L’évaluation de l’effet des vaccins sur la qualité à long terme de l’immunité individuelle est très difficile à faire. C’est sur ce point que porte l’essentiel de la critique de ceux qui sont réticents aux campagnes massives de vaccination. L’immunité acquise suite à un vaccin n’est pas en général du même ordre que celle acquise après avoir eu la maladie. L’immunité acquise se construit en bonne partie lors des premières années de la vie, c’est pourquoi malgré les risques de voir les enfants malades nous acceptons que ceux-ci se confrontent à beaucoup de maladies infantiles. Si d’un côté on peut penser que chaque vaccin augmente le capital d’immunité acquise, d’un autre on peut aussi penser que la construction d’une immunité acquise lors d’une vie sociale normale est meilleure pour la santé que la multiplication de vaccination. Aucune étude scientifique n’a encore vraiment répondu à cette question, nous sommes donc plutôt dans l’ordre de la croyance, qui s’appuie sur le rapport individuel à la technoscience et à la nature. Les convictions sur ce point, qui concerne le long terme, pèsent dans la balance, mais ne modifient pas fondamentalement l’analyse risques/bénéfices qui souvent se situe dans une perspective de moyen terme.

D’un point de vue individuel, dans le cas de la Covid, les jeunes, qui sont très rarement sévèrement malades ont peu d’intérêt à se faire vacciner. Les personnes âgées et ceux qui ont des comorbidités, sous la réserve d’une assez bonne innocuité du vaccin, ont dans une perspective compréhensible de court terme, intérêt à prendre le risque de privilégier une augmentation de leur immunité.

À titre collectif, comme le développement de l’épidémie est hétérogène, il serait plus intéressant de vacciner prioritairement ceux qui ont beaucoup d’interactions sociales et qui sont donc plus susceptibles de favoriser la propagation du virus, en particulier les professions médicales qui sont souvent en contact avec des malades.

________

Consigne 1:
Répondez aux questions suivantes à partir du texte sur la vaccination :
(a) À quelle période de la vie l'immunité acquise se construit-elle en bonne partie ?
(b) D'un point de vue individuel, qui a peu d'intérêt à se faire vacciner contre la Covid ?
(c) Quelles professions sont citées comme souvent en contact avec des malades ?
Consigne 2: Réécrivez le passage du texte sur la vaccination allant de « D’un point de » jusqu'à « de leur immunité. », en remplaçant « comorbidités » par « maladies chroniques ».

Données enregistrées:
________

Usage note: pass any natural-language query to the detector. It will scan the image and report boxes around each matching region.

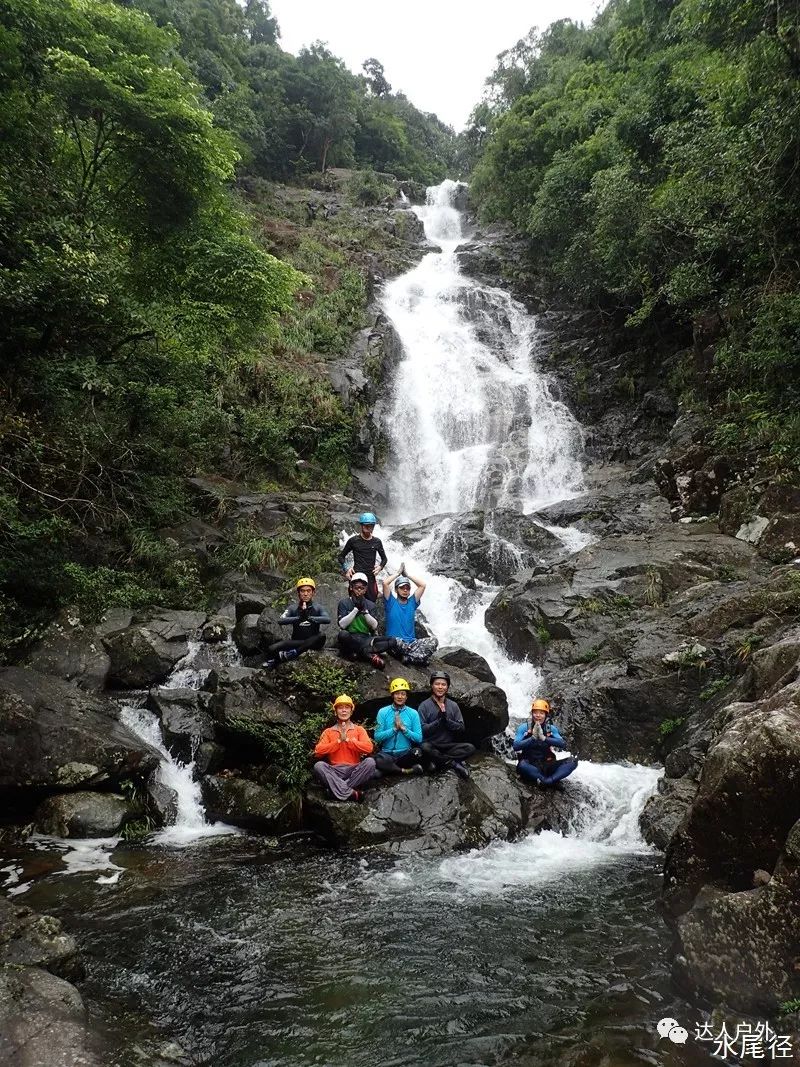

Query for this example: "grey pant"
[314,755,375,800]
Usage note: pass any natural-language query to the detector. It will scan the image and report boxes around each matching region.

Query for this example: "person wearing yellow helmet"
[374,678,422,775]
[261,576,331,668]
[512,697,578,785]
[314,692,375,800]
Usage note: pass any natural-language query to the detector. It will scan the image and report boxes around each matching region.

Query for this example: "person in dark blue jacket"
[513,698,578,785]
[373,678,422,775]
[419,670,475,778]
[262,578,331,667]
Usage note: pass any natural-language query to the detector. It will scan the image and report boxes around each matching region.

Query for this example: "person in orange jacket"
[314,692,377,800]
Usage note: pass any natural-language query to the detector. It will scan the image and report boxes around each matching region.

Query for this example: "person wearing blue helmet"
[337,511,388,603]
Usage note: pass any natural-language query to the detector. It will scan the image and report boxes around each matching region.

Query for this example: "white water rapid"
[379,180,658,853]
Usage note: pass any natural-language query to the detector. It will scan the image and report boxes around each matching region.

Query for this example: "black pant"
[422,740,475,770]
[375,748,420,775]
[339,630,397,663]
[267,634,325,656]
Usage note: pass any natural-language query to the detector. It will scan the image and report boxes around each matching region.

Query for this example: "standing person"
[419,670,475,778]
[336,572,397,670]
[337,511,388,604]
[513,698,578,785]
[314,692,375,800]
[374,678,422,775]
[261,578,331,667]
[383,563,438,667]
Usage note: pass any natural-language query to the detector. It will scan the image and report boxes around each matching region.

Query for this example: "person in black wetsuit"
[336,573,399,670]
[418,670,475,778]
[337,511,388,604]
[261,578,331,667]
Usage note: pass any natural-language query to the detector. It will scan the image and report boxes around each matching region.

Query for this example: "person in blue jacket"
[513,698,578,785]
[374,678,422,775]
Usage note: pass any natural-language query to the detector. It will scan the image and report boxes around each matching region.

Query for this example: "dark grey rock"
[34,792,131,838]
[0,667,160,790]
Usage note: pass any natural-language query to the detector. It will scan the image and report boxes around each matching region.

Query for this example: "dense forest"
[0,0,800,655]
[464,0,800,478]
[0,0,454,652]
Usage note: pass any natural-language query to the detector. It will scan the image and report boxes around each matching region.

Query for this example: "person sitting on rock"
[419,670,475,778]
[261,578,331,667]
[337,511,388,604]
[383,563,438,667]
[314,692,375,800]
[513,698,578,785]
[336,572,397,670]
[374,678,422,775]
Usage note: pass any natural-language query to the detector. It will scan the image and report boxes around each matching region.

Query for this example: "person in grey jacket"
[418,670,475,778]
[262,578,331,667]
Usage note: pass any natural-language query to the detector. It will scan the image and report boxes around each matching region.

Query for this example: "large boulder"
[34,792,131,838]
[0,897,83,982]
[25,610,111,692]
[0,966,106,1067]
[0,667,160,790]
[665,682,800,915]
[147,687,214,763]
[203,775,299,833]
[103,610,206,689]
[305,755,565,855]
[674,821,800,1015]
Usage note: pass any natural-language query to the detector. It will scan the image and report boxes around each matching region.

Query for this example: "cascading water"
[383,180,657,840]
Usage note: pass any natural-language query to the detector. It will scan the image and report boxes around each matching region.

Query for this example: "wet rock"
[26,610,111,692]
[758,514,800,563]
[436,647,497,685]
[147,688,214,763]
[0,966,109,1067]
[0,897,83,982]
[305,755,546,855]
[639,778,698,851]
[0,667,160,790]
[428,508,564,585]
[202,775,298,833]
[674,821,800,1015]
[234,615,262,656]
[103,611,206,689]
[665,682,800,914]
[204,667,302,737]
[34,792,131,838]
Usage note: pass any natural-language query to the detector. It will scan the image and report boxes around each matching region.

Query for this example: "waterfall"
[381,180,658,836]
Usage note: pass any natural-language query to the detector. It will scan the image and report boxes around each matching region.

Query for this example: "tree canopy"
[464,0,800,463]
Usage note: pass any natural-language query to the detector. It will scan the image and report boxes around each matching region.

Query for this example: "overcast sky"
[270,0,604,130]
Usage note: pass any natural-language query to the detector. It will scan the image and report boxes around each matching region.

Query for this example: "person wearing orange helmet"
[314,692,377,800]
[512,697,578,785]
[261,577,331,668]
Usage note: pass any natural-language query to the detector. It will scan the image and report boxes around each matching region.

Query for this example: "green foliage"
[699,674,733,700]
[469,0,800,472]
[658,715,686,740]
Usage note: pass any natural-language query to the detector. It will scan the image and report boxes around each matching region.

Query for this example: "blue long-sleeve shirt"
[374,704,422,755]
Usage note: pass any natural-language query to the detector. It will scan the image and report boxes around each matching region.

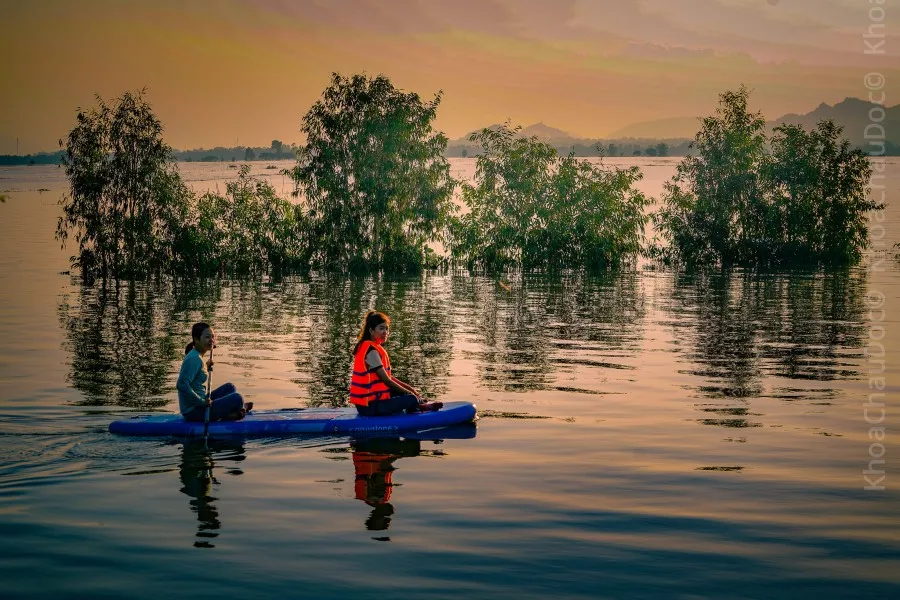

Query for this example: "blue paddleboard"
[109,402,476,436]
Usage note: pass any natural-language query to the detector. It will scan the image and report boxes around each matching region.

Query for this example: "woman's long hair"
[184,322,210,354]
[353,310,391,356]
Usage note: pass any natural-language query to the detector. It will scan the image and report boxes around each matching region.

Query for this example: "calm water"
[0,159,900,599]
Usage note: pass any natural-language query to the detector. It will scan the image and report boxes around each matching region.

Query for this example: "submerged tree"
[650,87,879,265]
[183,165,309,275]
[56,91,192,278]
[289,73,454,271]
[451,125,647,271]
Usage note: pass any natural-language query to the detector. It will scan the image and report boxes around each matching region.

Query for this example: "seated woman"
[175,323,253,423]
[350,310,444,417]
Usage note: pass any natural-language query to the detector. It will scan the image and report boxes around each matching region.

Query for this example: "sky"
[0,0,900,154]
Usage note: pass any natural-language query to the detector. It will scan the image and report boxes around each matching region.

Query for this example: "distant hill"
[608,117,700,139]
[609,98,900,155]
[446,123,690,157]
[768,98,900,155]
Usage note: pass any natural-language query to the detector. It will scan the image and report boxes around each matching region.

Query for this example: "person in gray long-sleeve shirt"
[175,323,253,422]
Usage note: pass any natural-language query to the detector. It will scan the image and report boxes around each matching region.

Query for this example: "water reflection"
[350,423,476,541]
[669,269,867,428]
[178,439,245,548]
[452,272,645,393]
[58,281,179,408]
[350,438,422,540]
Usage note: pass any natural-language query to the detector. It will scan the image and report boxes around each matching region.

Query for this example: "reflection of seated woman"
[350,310,443,417]
[178,440,244,548]
[350,438,421,531]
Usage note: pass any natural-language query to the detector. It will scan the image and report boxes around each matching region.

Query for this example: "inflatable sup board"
[109,402,476,436]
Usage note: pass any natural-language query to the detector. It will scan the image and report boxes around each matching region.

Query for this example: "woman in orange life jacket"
[350,310,443,417]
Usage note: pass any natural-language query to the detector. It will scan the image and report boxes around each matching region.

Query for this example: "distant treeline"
[172,140,297,162]
[444,138,691,158]
[0,150,65,167]
[57,73,884,278]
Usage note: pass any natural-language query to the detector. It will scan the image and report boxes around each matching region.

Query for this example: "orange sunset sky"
[0,0,900,154]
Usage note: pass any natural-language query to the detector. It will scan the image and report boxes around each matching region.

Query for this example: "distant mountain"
[768,98,900,152]
[607,98,900,153]
[606,117,700,139]
[445,123,689,157]
[458,123,580,144]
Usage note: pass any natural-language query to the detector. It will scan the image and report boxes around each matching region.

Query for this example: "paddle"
[203,342,215,443]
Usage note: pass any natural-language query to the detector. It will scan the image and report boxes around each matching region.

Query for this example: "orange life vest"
[350,340,391,406]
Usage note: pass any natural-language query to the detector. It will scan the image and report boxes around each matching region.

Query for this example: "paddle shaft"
[203,346,213,438]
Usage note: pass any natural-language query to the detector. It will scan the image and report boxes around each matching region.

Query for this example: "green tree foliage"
[451,125,647,271]
[57,93,310,278]
[289,73,454,271]
[56,92,191,278]
[185,165,308,275]
[766,121,883,263]
[650,87,878,265]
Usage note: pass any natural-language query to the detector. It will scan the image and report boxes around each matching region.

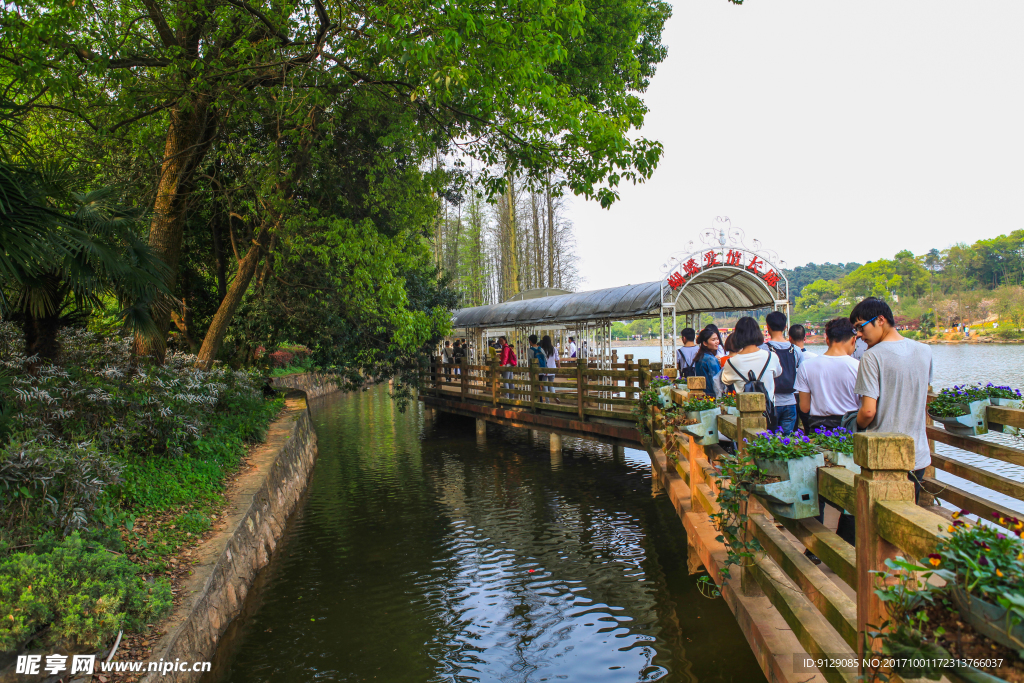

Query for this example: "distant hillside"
[783,261,870,303]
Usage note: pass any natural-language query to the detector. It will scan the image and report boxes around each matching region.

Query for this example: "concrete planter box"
[949,586,1024,655]
[988,398,1024,434]
[751,453,825,519]
[821,451,860,474]
[683,408,721,445]
[929,398,991,436]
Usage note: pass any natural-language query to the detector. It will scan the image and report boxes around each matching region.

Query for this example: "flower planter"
[988,398,1024,434]
[682,408,720,445]
[929,398,991,436]
[949,586,1024,651]
[751,453,825,519]
[821,451,860,474]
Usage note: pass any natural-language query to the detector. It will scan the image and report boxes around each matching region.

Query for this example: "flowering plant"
[984,382,1024,400]
[743,429,815,461]
[928,384,989,418]
[810,427,853,455]
[924,510,1024,601]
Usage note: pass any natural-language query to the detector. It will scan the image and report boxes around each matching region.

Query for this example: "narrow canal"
[205,387,765,683]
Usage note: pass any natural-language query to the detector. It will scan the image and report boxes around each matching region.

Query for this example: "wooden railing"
[649,378,1024,681]
[421,355,675,420]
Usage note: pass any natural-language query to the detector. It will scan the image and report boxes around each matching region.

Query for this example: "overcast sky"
[570,0,1024,289]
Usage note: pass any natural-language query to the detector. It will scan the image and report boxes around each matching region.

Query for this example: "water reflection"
[207,390,764,683]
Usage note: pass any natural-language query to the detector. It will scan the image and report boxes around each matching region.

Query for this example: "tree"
[0,162,167,360]
[0,0,670,356]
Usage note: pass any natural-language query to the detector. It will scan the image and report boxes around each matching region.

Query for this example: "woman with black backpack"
[722,315,782,429]
[693,330,722,398]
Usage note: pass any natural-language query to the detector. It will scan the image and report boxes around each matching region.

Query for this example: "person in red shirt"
[498,337,519,398]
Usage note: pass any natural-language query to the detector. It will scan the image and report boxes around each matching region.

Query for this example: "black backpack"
[768,344,797,396]
[726,351,778,431]
[677,349,697,377]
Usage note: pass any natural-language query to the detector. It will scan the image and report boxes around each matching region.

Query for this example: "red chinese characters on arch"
[667,249,782,289]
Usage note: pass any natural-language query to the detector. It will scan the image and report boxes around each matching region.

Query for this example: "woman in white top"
[722,316,782,403]
[539,335,558,393]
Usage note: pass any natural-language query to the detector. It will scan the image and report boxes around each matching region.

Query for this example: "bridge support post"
[853,432,914,656]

________

Réponse 1:
(a) Lors des premières années de la vie.
(b) Les jeunes, qui sont très rarement sévèrement malades.
(c) Les professions médicales.

Réponse 2:
D’un point de vue individuel, dans le cas de la Covid, les jeunes, qui sont très rarement sévèrement malades ont peu d’intérêt à se faire vacciner. Les personnes âgées et ceux qui ont des maladies chroniques, sous la réserve d’une assez bonne innocuité du vaccin, ont dans une perspective compréhensible de court terme, intérêt à prendre le risque de privilégier une augmentation de leur immunité.